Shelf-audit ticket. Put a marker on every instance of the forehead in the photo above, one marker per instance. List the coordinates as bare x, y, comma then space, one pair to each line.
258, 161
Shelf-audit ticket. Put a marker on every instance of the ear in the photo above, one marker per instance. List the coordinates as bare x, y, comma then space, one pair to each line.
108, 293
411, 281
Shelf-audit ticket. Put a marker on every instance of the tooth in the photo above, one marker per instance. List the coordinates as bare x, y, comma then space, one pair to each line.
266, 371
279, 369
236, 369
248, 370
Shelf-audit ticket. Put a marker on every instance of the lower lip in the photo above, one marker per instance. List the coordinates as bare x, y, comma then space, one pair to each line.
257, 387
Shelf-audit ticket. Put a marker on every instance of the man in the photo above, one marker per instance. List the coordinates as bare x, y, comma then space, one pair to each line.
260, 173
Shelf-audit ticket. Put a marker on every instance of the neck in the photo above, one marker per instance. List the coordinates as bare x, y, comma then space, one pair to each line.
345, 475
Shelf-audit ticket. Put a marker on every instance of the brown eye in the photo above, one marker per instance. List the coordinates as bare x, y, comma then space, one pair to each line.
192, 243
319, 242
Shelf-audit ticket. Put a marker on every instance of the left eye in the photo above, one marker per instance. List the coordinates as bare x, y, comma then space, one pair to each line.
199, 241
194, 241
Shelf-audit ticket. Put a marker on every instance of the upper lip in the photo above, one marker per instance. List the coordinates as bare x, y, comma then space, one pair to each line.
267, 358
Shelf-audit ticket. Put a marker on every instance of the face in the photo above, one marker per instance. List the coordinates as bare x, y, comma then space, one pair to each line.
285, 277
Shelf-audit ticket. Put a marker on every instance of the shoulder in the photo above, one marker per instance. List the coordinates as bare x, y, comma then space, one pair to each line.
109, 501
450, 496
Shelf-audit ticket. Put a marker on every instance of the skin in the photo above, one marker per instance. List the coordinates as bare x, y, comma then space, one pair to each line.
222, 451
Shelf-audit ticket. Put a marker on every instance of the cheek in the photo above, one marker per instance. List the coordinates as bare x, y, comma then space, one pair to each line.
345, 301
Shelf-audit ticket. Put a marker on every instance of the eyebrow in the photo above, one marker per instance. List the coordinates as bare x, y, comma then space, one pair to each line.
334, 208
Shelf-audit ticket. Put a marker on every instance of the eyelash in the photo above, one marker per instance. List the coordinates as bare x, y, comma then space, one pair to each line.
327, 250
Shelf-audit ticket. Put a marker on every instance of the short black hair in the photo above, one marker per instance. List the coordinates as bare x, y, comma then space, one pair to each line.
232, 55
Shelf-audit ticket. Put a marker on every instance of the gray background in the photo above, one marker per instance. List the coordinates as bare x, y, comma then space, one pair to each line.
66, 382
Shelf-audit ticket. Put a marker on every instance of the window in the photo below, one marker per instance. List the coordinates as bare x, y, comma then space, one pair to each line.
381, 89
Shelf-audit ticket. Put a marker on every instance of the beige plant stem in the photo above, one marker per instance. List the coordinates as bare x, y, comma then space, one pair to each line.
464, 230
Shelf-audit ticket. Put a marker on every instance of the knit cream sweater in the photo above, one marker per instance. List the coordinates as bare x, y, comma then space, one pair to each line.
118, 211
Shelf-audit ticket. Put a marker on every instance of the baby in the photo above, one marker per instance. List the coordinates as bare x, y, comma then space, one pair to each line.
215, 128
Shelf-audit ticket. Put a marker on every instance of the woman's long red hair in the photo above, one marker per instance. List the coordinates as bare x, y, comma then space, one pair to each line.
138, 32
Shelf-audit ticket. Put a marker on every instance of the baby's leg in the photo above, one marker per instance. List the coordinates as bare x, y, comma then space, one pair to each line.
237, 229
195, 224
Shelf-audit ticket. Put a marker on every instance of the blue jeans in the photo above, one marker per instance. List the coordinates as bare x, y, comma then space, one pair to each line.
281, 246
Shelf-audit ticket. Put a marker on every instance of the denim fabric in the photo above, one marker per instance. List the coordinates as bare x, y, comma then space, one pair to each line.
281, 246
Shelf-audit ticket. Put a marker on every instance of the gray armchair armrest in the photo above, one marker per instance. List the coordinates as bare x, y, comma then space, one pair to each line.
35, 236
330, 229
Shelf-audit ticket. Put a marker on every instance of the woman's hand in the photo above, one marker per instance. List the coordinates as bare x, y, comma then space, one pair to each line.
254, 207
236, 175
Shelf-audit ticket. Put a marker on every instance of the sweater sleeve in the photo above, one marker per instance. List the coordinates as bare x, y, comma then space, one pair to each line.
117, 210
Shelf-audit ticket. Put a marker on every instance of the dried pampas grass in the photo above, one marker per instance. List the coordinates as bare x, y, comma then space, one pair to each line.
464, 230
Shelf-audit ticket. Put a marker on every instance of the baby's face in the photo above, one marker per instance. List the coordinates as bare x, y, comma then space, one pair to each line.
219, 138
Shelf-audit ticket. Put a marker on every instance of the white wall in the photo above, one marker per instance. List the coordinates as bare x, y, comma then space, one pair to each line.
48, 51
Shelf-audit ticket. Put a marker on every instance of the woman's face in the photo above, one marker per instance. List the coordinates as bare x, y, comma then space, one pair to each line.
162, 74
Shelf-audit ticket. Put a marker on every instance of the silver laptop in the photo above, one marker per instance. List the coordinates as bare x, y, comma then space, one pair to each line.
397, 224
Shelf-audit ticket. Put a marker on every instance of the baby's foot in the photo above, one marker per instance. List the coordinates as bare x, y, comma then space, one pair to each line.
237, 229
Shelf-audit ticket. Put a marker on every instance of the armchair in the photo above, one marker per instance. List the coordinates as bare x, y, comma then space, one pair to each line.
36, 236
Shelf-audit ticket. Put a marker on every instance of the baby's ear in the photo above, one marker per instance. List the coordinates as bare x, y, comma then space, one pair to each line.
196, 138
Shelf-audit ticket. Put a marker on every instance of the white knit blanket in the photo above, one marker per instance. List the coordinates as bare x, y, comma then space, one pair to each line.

※

= Problem description =
Return the data from the top line through the bottom line exactly.

= Exercise answer =
Shelf-audit ticket. Put a marker on every instance of the forehead in the photo above, one marker per instance. List the coordinates as bare x, y, comma then space, one pair to each line.
258, 161
Shelf-audit ticket. Put a marker on every instance of the ear in the photo above, one marker per instance. List the coordinates as bare x, y, comma then space, one pair to each line.
108, 293
411, 281
Shelf-audit ticket. Put a marker on every instance of the tooth in the photo above, one marker per instance. List the coordinates as bare x, y, comma then space, one pair to each line.
266, 371
279, 369
236, 369
248, 370
Shelf-audit ticket. Put a marker on every instance of the lower lip in the photo above, one marker per instance. List the coordinates as bare x, y, comma then space, one pair to each line.
257, 387
Shelf-audit ticket. Put a marker on every instance of the man in the photo above, one marker per instance. List the coordinates as bare x, y, comma then space, one pair to each line.
260, 173
Shelf-audit ticket. Put a marker on every instance of the neck in the photo above, one marker per instance. List the coordinates as bare x, y, comma then space, one pair to each line.
345, 475
Shelf-audit ticket. Put a marker on every instance of the brown eye in the photo above, one marker per instance. List the coordinates as bare x, y, comma then space, one pair to each line.
192, 243
319, 242
Shelf-audit ticket. Put a marker on every instance of the left eye in the photo above, one marker per instance. List the coordinates as bare x, y, comma then space, one pair to each line.
199, 241
194, 241
Shelf-audit ticket. Put a marker on every instance of the upper lip in the photo above, one marker per instance. List the coordinates as bare x, y, comma then space, one pair to each line.
267, 358
Shelf-audit ticket. Put a marker on every instance of the face in the photo above, one marker per instance. List the coordinates as bare x, y, comma then space, one pair to each line.
285, 277
Shelf-audit ticket. Put a marker on every instance of the shoulder in the photo above, one marker per instance. List the coordinates as bare x, y, comma then space, one pair to each line.
109, 501
450, 496
Shelf-audit ticket. Put a marker on every instance of the skin in the photo above, one marker per instance. List the coordinates as bare x, y, comma then space, one pair to each line.
222, 451
Shelf-audit ticket. Put a marker on every instance of the cheek in the photo above, one marker per instance. List the coordinates as bare x, y, comma then space, one pair to each line.
345, 301
Shelf-audit ticket. Put a marker on every instance of the eyebrow in the photo above, one marker per instance. List the coordinates as bare x, y, comma then space, one pair to each line.
334, 208
Shelf-audit ticket. Put a marker on every instance of the eyelash in the photo above, one marker per instance. List the coordinates as bare x, y, comma then space, one pair to each line.
327, 250
Shelf-audit ticket. Put a marker on every instance of the short black hair in the photo above, one marker per instance. List the coordinates as bare x, y, comma then space, one pair to each line.
232, 55
Shelf-audit ticket. Put a marker on every instance of the gray background in the photo above, one marker per instance. List the coordinates as bare x, y, comma then space, one pair to each line.
66, 382
Shelf-audit ticket. Put a marker on every instance of the window in the photo below, one marker per instance. List the coordinates as bare x, y, comma then space, one pair to each line.
381, 89
Shelf-audit ticket. Put a marker on every instance of the beige plant stem in the photo above, one marker per instance. List the coordinates as bare x, y, comma then space, one pair to each line.
464, 230
Shelf-audit ticket. Put a marker on every instance of the knit cream sweater in the photo above, one marker per instance. List the coordinates as bare x, y, comma then space, one pair to each line.
118, 211
Shelf-audit ticket. Put a marker on every instance of the baby in the photo above, one marker per instance. List the coordinates as bare x, y, comma then space, one pair to each line.
215, 128
Shelf-audit ticket. Put a marker on every instance of the woman's long red hair in the photo above, one marker per instance. List the coordinates as bare x, y, comma then space, one pair to each line.
138, 32
Shelf-audit ticket. Put a marker on every instance of the baby's leg in the photo above, one marker per instance. List the coordinates as bare x, y, comma then space, one pair to each line.
237, 229
195, 224
Shelf-audit ticket. Put a marker on every instance of the blue jeans in the photo above, one marker per instance. List the coordinates as bare x, y, comma then space, one pair to each line.
281, 246
Shelf-audit ticket. Put a marker on every instance of the denim fabric in the photo above, one marker per instance. List the coordinates as bare x, y, comma then space, one pair to each line.
281, 246
Shelf-audit ticket. Put a marker on every instance of the gray armchair armrest in the photo above, one marker per instance. List the coordinates as bare x, y, comma then space, one pair to each line.
35, 236
330, 229
Shelf-audit ticket. Put a marker on every instance of the woman's hand in the photo above, one marker per instance. List the coordinates as bare x, y, comma then space, one pair to each line.
254, 207
236, 175
Shelf-audit ticket. Put a marker on every instance of the sweater sleeve in the photo above, one marker per instance. List the coordinates as bare x, y, comma then space, one pair to each line.
117, 210
Shelf-audit ticket. Put a marker on every instance of the dried pampas grass in the photo above, one marker per instance. List the coordinates as bare x, y, comma then space, one pair to each line.
464, 230
Shelf-audit ticket. Put a marker on every instance of the baby's face in the photo above, one marker per instance. List the coordinates as bare x, y, comma then space, one pair to each line.
219, 138
Shelf-audit ticket. Put a marker on every instance of the white wall in the photo above, one marker per instance. List the coordinates as bare x, y, comma then space, one pair to each line.
48, 51
Shelf-audit ticket. Put a marker on every instance of the woman's face in the photo above, one marker per instance. List the coordinates as bare x, y, comma then space, one pair to each line.
162, 74
Shelf-audit ticket. Put a marker on every instance of the silver laptop in the photo above, one marker per instance. List the coordinates as bare x, y, comma then space, one pair to each line.
397, 224
Shelf-audit ticket. Put a marker on every instance of the baby's foot in the photo above, one marker per instance. List the coordinates as bare x, y, comma then space, one pair to each line.
237, 229
Shelf-audit ticket. Put a marker on every instance of the armchair in the photo above, one marker per instance. List the coordinates as bare x, y, comma then space, one pair to each line.
36, 236
Shelf-audit ticket. Put a marker on every instance of the baby's ear in the photo above, one marker per instance. List the coordinates as bare x, y, comma then space, one pair to each line.
196, 138
Shelf-audit ticket. Put a marker on every instance of the white knit blanket in the photo above, one marker per instance. List the coordinates as bare x, y, comma then space, one pair to each line.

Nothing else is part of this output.